I find amusing, reading through journals I kept at the time, the number of references to the territory’s insufferable colonial society. Even as head of the Canadian mission, I frequently felt insulted by the rudeness and superior airs put on by some of the snobbish Brits with whom we interacted or found ourselves sitting beside at dinner. These were the last vestiges of a colonial mentality and, indeed, totally out of keeping with the grand hospitality I had enjoyed earlier as a student in Glasgow. One could only imagine what the ambiance must have been like during the peak period of British rule in India, Malaya, South Africa and elsewhere in the Empire. During our first year in Hong Kong, my reaction was simply to seethe inwardly and keep it to myself. The solution, I learned, was to preempt the insult by acting a bit overbearing myself and pointedly ignoring those who would be rude. In those days, I felt little remorse over the prospect of the Hong Kong British getting their comeuppance from the Chinese who, in their own way, could be equally insufferable when they chose. As Sir Philip Haddon-Cave, the Finance Secretary, pointed out to me shortly after our arrival, “Don’t be fooled. When you look at a small Chinese boy selling widgets on the street, just remember: when he looks at you, he thanks God he wasn’t born a round-eye!”
The hypocrisy of Britain’s last governor, Christopher Patten, in raising the flag of democracy and becoming teary-eyed over the ‘abandonment’ of the Hong Kong Chinese as he took his departure was something I found unfortunate. The colony existed through most of its colonial history under iron-fisted British rule and with scarcely a shred of political democracy. (…)
----------------
* _Instructions to follow_
Pick up the passage on colonial Hong Kong society right after its last sentence and write the next paragraph.

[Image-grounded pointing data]
----------------
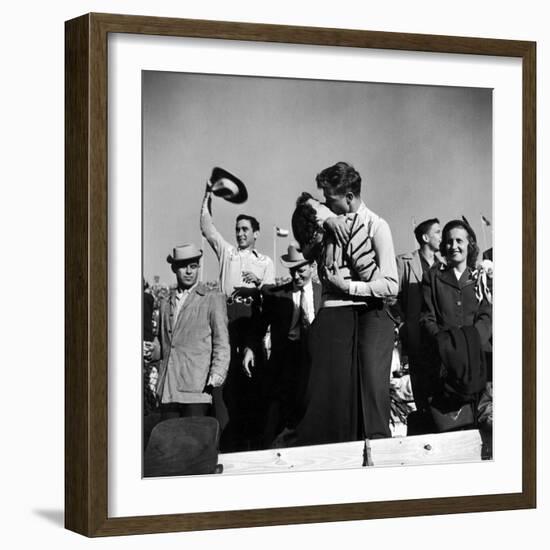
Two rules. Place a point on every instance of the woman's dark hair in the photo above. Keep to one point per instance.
(304, 220)
(254, 223)
(422, 228)
(473, 249)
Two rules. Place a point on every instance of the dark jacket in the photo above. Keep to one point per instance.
(449, 303)
(277, 310)
(198, 341)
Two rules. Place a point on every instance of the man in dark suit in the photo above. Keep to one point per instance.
(411, 268)
(288, 310)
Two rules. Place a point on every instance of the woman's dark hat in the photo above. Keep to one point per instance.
(227, 186)
(182, 446)
(293, 258)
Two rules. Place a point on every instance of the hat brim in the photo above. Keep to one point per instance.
(290, 264)
(237, 198)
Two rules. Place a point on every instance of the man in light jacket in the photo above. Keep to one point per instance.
(193, 340)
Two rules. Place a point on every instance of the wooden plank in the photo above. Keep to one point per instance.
(445, 448)
(294, 459)
(453, 447)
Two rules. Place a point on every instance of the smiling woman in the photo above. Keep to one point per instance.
(457, 316)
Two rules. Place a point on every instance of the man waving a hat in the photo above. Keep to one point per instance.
(289, 310)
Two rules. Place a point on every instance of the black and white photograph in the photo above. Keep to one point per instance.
(317, 274)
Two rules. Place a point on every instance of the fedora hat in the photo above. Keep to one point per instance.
(183, 253)
(226, 185)
(182, 446)
(293, 258)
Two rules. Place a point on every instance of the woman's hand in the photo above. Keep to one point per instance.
(338, 227)
(334, 277)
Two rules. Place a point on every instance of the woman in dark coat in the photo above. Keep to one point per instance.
(331, 406)
(457, 319)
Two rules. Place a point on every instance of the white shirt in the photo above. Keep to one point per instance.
(294, 331)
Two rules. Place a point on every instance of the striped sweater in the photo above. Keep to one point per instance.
(356, 262)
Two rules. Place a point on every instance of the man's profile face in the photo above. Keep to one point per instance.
(337, 202)
(301, 275)
(246, 238)
(433, 237)
(187, 273)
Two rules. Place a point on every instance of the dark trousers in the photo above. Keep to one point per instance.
(284, 387)
(243, 405)
(375, 348)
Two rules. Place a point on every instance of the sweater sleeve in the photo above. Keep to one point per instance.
(221, 351)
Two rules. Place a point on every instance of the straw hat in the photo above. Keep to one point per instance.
(227, 186)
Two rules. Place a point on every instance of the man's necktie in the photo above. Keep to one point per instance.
(304, 319)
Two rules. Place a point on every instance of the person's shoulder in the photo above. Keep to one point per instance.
(274, 291)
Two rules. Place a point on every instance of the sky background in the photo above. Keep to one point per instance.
(422, 152)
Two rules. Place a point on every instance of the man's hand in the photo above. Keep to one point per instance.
(249, 277)
(334, 277)
(153, 379)
(214, 380)
(245, 293)
(339, 228)
(248, 362)
(148, 348)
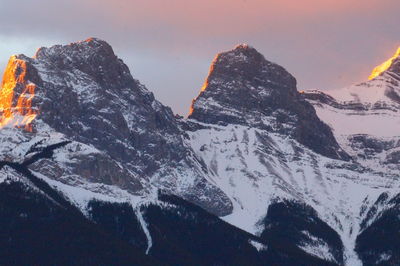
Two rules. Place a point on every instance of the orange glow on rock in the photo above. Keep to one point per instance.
(206, 82)
(384, 66)
(16, 109)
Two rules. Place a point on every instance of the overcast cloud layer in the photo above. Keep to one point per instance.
(169, 44)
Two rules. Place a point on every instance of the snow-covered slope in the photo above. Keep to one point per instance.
(257, 165)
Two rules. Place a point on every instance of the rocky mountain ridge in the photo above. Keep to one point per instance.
(269, 166)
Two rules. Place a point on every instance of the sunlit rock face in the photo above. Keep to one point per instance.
(119, 134)
(384, 66)
(244, 88)
(16, 94)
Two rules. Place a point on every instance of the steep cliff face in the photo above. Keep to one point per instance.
(81, 139)
(119, 134)
(365, 120)
(244, 88)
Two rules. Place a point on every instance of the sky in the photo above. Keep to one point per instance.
(169, 44)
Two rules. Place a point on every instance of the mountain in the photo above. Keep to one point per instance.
(97, 171)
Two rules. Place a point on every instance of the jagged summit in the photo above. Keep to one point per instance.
(83, 94)
(244, 88)
(392, 65)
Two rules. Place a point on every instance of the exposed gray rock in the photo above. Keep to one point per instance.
(244, 88)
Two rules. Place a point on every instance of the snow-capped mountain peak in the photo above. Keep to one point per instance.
(385, 65)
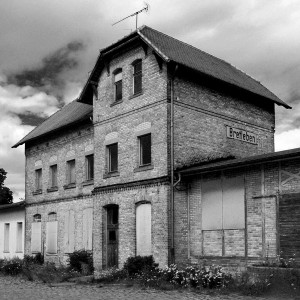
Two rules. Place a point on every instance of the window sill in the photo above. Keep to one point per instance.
(136, 95)
(37, 192)
(111, 174)
(116, 103)
(88, 182)
(70, 186)
(143, 168)
(52, 189)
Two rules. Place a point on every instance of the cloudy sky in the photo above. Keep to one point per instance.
(48, 47)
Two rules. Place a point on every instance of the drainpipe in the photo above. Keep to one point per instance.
(172, 165)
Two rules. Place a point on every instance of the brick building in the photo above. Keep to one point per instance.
(100, 172)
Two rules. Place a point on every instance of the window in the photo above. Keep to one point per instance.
(145, 149)
(38, 180)
(223, 216)
(6, 237)
(36, 234)
(87, 222)
(19, 242)
(112, 157)
(71, 171)
(143, 229)
(51, 233)
(137, 77)
(89, 167)
(69, 231)
(118, 85)
(53, 176)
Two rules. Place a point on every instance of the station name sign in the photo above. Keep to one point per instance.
(242, 135)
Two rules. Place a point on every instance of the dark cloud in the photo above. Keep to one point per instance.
(48, 77)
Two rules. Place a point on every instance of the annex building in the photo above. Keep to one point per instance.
(168, 151)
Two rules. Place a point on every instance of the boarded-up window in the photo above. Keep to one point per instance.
(137, 77)
(223, 205)
(6, 237)
(211, 205)
(69, 232)
(53, 176)
(19, 244)
(233, 203)
(51, 233)
(145, 149)
(88, 228)
(38, 179)
(71, 177)
(112, 157)
(143, 229)
(36, 237)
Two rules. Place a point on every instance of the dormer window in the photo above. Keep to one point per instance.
(137, 76)
(118, 84)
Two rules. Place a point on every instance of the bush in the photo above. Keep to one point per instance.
(12, 266)
(79, 259)
(136, 264)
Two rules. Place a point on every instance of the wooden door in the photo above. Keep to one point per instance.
(112, 236)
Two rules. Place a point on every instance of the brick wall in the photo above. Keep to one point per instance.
(70, 144)
(201, 115)
(126, 199)
(259, 240)
(61, 208)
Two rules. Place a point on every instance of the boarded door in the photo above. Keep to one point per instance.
(289, 225)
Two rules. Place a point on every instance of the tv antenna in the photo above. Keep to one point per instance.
(146, 8)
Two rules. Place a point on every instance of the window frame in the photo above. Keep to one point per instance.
(89, 167)
(109, 158)
(141, 151)
(53, 176)
(69, 170)
(39, 179)
(118, 84)
(137, 74)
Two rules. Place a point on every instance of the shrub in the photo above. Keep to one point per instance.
(12, 266)
(110, 275)
(78, 259)
(136, 264)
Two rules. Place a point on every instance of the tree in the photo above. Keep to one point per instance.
(5, 193)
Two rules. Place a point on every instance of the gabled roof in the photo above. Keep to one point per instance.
(15, 205)
(173, 50)
(241, 162)
(72, 113)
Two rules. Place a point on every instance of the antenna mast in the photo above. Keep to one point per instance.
(146, 8)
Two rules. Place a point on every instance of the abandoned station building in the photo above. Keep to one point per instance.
(168, 151)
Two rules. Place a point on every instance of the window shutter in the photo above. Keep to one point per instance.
(51, 237)
(143, 230)
(36, 237)
(211, 205)
(88, 228)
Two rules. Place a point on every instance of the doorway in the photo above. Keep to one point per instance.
(112, 235)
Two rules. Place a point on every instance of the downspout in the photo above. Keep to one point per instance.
(172, 166)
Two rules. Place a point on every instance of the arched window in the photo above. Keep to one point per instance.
(137, 76)
(51, 233)
(143, 229)
(118, 84)
(37, 218)
(36, 234)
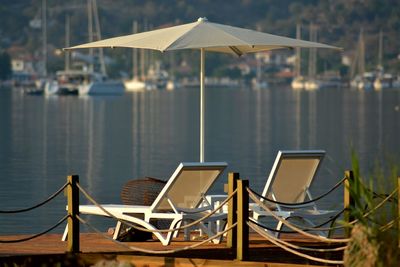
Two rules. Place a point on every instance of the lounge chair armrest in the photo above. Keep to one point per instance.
(195, 210)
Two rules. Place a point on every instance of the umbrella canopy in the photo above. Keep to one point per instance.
(205, 36)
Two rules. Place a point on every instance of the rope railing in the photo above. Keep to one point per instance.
(36, 235)
(306, 229)
(286, 247)
(293, 227)
(389, 225)
(37, 205)
(157, 251)
(300, 203)
(263, 233)
(188, 225)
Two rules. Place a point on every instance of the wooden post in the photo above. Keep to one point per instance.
(231, 238)
(398, 211)
(73, 210)
(242, 249)
(348, 201)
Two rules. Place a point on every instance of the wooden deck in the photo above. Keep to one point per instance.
(95, 248)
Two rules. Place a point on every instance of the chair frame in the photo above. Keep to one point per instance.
(301, 211)
(142, 215)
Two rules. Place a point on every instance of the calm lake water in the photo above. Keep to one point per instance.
(109, 140)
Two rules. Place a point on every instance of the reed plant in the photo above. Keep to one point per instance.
(375, 235)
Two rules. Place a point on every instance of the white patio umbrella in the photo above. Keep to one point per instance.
(205, 36)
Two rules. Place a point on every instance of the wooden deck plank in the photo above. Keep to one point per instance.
(262, 253)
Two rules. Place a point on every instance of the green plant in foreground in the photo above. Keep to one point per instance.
(374, 238)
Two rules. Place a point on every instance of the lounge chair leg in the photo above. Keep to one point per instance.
(278, 228)
(65, 234)
(117, 230)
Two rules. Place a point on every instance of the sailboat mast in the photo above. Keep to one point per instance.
(67, 42)
(298, 52)
(134, 53)
(98, 37)
(44, 37)
(380, 51)
(313, 53)
(361, 62)
(90, 34)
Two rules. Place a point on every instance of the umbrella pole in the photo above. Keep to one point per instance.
(202, 106)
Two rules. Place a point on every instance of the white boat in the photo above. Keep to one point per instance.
(298, 83)
(312, 85)
(134, 85)
(383, 82)
(97, 84)
(67, 82)
(259, 84)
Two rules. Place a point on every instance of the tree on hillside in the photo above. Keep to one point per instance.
(5, 66)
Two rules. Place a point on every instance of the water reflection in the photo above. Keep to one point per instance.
(108, 140)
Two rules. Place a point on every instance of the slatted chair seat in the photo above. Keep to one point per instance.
(141, 191)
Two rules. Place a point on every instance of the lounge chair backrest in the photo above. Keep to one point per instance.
(188, 184)
(292, 174)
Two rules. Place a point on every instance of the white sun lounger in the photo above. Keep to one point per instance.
(289, 181)
(178, 202)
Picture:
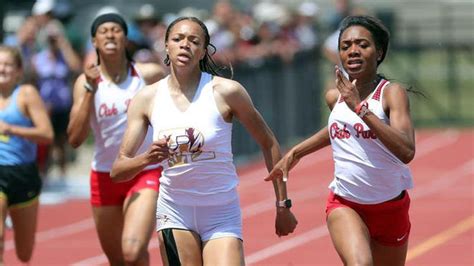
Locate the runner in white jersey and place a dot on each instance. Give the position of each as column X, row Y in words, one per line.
column 372, row 138
column 191, row 111
column 123, row 212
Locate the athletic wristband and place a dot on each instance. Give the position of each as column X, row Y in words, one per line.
column 89, row 87
column 362, row 109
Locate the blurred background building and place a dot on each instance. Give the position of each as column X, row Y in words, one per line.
column 281, row 51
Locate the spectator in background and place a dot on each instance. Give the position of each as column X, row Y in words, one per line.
column 123, row 212
column 152, row 32
column 23, row 123
column 54, row 67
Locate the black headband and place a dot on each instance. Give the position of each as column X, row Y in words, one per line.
column 109, row 17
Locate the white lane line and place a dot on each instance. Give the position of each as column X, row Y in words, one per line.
column 53, row 233
column 249, row 179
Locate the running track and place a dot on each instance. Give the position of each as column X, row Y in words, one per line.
column 442, row 213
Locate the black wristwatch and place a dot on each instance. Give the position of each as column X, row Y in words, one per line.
column 284, row 204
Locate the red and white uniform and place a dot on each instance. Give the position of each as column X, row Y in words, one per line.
column 109, row 119
column 366, row 171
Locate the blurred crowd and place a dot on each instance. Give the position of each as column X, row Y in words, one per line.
column 54, row 52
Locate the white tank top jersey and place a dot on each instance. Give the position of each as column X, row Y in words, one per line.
column 200, row 170
column 366, row 171
column 109, row 119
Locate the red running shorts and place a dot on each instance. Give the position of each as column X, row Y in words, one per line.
column 105, row 192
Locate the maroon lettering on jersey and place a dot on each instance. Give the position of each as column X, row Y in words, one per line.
column 336, row 132
column 360, row 132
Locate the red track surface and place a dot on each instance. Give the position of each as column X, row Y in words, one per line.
column 441, row 213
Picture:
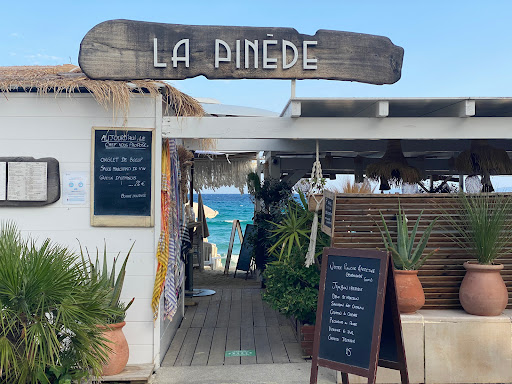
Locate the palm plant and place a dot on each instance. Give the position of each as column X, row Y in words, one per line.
column 292, row 229
column 47, row 311
column 482, row 225
column 109, row 281
column 405, row 256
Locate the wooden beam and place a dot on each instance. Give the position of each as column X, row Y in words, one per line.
column 327, row 128
column 292, row 109
column 378, row 109
column 463, row 108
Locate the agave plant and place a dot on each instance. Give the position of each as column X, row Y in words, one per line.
column 482, row 225
column 293, row 229
column 112, row 284
column 405, row 256
column 48, row 313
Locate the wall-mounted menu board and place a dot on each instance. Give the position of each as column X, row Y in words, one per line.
column 355, row 285
column 29, row 182
column 122, row 177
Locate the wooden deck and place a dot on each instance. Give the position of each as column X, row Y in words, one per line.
column 234, row 319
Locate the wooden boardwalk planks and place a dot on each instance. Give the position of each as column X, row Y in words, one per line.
column 233, row 320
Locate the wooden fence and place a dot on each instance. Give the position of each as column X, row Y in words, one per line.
column 355, row 227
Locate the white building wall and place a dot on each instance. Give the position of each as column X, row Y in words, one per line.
column 60, row 127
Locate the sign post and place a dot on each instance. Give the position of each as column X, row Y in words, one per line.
column 357, row 321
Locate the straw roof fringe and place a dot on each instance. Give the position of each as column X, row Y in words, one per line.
column 393, row 166
column 482, row 159
column 69, row 78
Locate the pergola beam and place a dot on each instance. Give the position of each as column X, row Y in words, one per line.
column 331, row 128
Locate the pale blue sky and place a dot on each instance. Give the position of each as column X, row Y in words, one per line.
column 452, row 47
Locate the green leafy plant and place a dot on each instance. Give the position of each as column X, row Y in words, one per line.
column 109, row 281
column 291, row 288
column 482, row 225
column 405, row 255
column 48, row 311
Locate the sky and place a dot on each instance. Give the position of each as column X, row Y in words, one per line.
column 453, row 48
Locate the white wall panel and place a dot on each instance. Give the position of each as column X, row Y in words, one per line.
column 61, row 127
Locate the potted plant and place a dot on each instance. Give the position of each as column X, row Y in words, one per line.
column 483, row 228
column 407, row 259
column 113, row 331
column 49, row 315
column 291, row 287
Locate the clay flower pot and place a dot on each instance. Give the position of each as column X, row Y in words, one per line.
column 118, row 357
column 483, row 291
column 409, row 291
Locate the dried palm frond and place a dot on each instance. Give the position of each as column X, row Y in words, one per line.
column 482, row 159
column 108, row 93
column 393, row 166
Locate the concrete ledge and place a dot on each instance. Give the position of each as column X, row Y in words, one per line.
column 451, row 346
column 135, row 374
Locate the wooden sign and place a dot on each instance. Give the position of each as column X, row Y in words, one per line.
column 328, row 213
column 122, row 177
column 357, row 321
column 130, row 50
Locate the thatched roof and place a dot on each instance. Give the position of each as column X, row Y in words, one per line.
column 116, row 94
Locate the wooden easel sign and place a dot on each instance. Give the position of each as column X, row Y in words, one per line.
column 357, row 319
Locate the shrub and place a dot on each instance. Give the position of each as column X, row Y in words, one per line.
column 50, row 312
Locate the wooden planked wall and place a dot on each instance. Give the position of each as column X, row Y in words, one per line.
column 355, row 227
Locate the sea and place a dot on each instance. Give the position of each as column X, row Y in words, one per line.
column 230, row 207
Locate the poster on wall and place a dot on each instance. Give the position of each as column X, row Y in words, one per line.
column 74, row 188
column 27, row 181
column 122, row 180
column 3, row 180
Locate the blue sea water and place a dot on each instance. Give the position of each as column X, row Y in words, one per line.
column 230, row 207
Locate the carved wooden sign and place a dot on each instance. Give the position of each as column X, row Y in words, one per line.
column 131, row 50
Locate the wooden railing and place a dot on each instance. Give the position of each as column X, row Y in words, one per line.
column 355, row 227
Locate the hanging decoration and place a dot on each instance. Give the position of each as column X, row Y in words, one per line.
column 392, row 168
column 171, row 288
column 317, row 185
column 222, row 172
column 162, row 254
column 169, row 263
column 484, row 160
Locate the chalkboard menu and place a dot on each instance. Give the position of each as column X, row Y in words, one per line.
column 356, row 298
column 246, row 251
column 122, row 177
column 329, row 209
column 351, row 286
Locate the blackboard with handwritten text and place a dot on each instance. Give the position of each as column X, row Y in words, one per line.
column 357, row 321
column 122, row 172
column 348, row 316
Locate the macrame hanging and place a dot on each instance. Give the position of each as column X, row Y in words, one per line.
column 392, row 168
column 222, row 172
column 316, row 187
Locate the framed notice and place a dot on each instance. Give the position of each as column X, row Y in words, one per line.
column 122, row 177
column 329, row 209
column 357, row 322
column 27, row 181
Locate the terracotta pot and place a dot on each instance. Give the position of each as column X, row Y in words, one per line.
column 409, row 291
column 307, row 336
column 483, row 291
column 118, row 357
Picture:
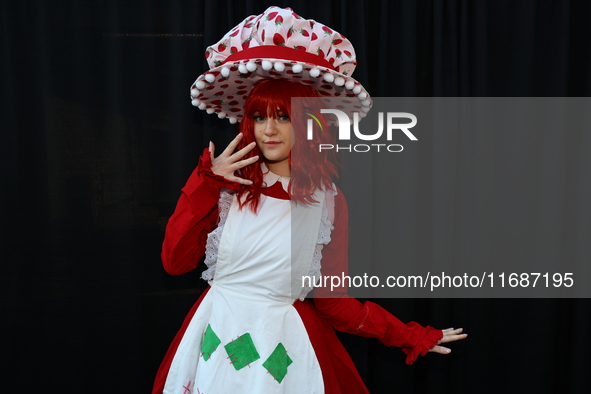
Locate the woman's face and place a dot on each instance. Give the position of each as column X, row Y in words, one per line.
column 274, row 140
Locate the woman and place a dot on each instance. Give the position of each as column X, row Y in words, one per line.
column 263, row 215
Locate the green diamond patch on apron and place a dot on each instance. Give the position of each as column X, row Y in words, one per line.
column 241, row 351
column 210, row 343
column 277, row 363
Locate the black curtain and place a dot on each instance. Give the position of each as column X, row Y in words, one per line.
column 98, row 137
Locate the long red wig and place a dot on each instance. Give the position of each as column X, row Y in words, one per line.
column 310, row 169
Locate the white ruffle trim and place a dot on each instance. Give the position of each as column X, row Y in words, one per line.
column 323, row 239
column 213, row 241
column 213, row 238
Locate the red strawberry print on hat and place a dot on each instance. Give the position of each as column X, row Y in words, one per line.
column 278, row 40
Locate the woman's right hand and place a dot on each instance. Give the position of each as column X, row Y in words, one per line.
column 228, row 162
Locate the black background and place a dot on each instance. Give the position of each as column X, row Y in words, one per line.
column 98, row 137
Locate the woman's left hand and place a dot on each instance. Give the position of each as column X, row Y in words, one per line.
column 449, row 335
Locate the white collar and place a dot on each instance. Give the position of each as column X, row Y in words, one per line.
column 270, row 178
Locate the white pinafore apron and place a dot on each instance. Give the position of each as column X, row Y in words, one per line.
column 246, row 337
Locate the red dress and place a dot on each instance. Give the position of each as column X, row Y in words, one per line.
column 196, row 215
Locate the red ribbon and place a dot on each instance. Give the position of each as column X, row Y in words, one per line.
column 279, row 52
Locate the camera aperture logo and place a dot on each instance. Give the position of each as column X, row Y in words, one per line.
column 344, row 133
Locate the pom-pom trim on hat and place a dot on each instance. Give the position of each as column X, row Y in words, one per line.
column 279, row 44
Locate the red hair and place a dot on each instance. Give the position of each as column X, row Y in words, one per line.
column 310, row 170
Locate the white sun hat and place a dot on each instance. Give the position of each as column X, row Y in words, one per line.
column 278, row 44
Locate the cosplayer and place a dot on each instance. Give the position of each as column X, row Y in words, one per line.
column 263, row 210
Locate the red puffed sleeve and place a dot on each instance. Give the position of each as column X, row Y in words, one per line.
column 195, row 216
column 365, row 319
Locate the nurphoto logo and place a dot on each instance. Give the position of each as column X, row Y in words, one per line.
column 344, row 134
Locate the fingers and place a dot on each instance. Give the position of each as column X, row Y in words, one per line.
column 232, row 145
column 243, row 163
column 440, row 350
column 238, row 155
column 451, row 335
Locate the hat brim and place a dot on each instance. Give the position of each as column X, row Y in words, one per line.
column 224, row 89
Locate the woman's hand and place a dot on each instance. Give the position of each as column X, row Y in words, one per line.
column 449, row 335
column 228, row 162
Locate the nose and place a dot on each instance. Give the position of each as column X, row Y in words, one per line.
column 271, row 126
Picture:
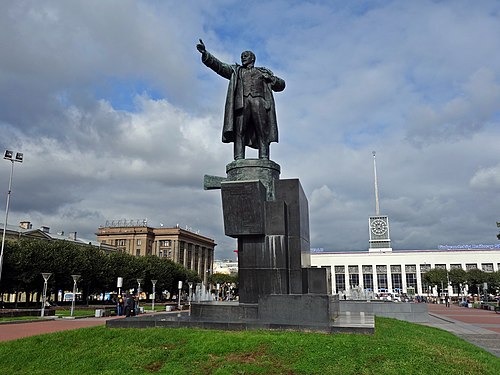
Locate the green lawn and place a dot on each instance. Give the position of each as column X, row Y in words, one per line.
column 396, row 348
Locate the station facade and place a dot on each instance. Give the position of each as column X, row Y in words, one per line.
column 400, row 271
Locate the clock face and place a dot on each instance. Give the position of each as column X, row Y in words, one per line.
column 379, row 227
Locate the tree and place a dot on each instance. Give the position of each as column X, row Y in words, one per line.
column 457, row 276
column 475, row 280
column 437, row 277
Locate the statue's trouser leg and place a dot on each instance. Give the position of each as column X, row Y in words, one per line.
column 239, row 142
column 259, row 115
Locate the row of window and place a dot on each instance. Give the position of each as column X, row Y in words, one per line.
column 162, row 243
column 411, row 268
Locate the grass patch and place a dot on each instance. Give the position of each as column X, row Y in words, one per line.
column 76, row 312
column 15, row 318
column 396, row 348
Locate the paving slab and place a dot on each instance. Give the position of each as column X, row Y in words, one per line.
column 479, row 327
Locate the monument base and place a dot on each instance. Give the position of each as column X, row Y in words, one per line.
column 308, row 313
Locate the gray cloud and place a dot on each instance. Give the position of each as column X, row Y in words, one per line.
column 118, row 118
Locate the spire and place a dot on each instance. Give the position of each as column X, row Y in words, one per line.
column 377, row 207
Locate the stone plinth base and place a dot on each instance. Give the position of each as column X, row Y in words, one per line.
column 307, row 313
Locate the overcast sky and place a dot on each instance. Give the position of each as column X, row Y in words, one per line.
column 118, row 118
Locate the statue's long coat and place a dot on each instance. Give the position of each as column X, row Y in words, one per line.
column 232, row 72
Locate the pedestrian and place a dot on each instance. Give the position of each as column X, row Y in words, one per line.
column 129, row 306
column 119, row 305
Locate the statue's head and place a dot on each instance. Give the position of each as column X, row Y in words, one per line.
column 247, row 58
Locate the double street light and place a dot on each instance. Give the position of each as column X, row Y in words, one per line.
column 9, row 155
column 75, row 280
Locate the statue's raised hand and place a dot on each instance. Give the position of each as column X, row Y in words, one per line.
column 201, row 47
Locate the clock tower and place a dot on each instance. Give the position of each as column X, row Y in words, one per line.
column 380, row 241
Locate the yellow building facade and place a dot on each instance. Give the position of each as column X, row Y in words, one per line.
column 192, row 250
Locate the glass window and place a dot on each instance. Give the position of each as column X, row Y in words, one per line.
column 396, row 282
column 411, row 281
column 339, row 282
column 382, row 282
column 353, row 280
column 368, row 281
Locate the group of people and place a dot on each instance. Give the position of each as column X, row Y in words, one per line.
column 126, row 305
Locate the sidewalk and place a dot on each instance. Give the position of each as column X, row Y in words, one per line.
column 18, row 329
column 479, row 327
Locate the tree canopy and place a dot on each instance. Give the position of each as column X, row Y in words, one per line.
column 26, row 259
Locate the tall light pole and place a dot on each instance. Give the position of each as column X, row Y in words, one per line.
column 46, row 276
column 9, row 155
column 75, row 279
column 179, row 286
column 190, row 283
column 139, row 281
column 154, row 293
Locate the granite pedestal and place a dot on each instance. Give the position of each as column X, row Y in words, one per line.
column 278, row 289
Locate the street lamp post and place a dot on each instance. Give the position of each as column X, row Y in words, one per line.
column 190, row 283
column 154, row 293
column 46, row 276
column 75, row 279
column 9, row 155
column 179, row 295
column 139, row 281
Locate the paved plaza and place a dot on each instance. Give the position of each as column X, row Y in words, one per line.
column 479, row 327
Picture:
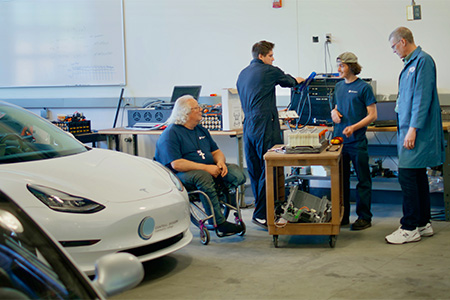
----------------
* _Answer space_
The sudden influx of so-called ‘boat people’ from Vietnam in their thousands shortly after our arrival triggered a crisis in which Canada became intimately involved. (…)The exodus quickly turned into a humanitarian crisis of major proportions. The sight of freighters grounded off the Hong Kong coast, overloaded with human cargo, stranded for months, and of small boats loaded with refugees with harrowing tales of encounters with weather and pirates clutched at the heartstrings. The refugee issue became a political football in Canada. I pitched in, strongly supporting Canadian humanitarian intervention. Over a relatively short period, our immigration section was ordered to come up with many thousands of refugees and move them to Canada. This was over and above the already large number of Chinese applicants for normal immigration visas. The task was Herculean, although made lighter by a drastic loosening of the criteria for selection. It came down basically to a question of if you had a head and most of the necessary appendages, you qualified. Our people, with section head John MacLachlan at the helm, did a tremendous job. The main role I played, apart from lobbying my own government, was having my photo occasionally taken for the media kissing babies aboard chartered aircraft about to depart for Vancouver.